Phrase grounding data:

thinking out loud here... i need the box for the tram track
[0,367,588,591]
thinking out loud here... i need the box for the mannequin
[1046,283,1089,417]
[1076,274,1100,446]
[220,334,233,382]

### To do
Print only the lines from the one with "thinking out loud here... i need the box for the mannequin" to the end of the records, both included.

### The answer
thinking out loud here... i need the box for the mannequin
[1046,283,1089,417]
[1076,274,1100,446]
[220,334,233,382]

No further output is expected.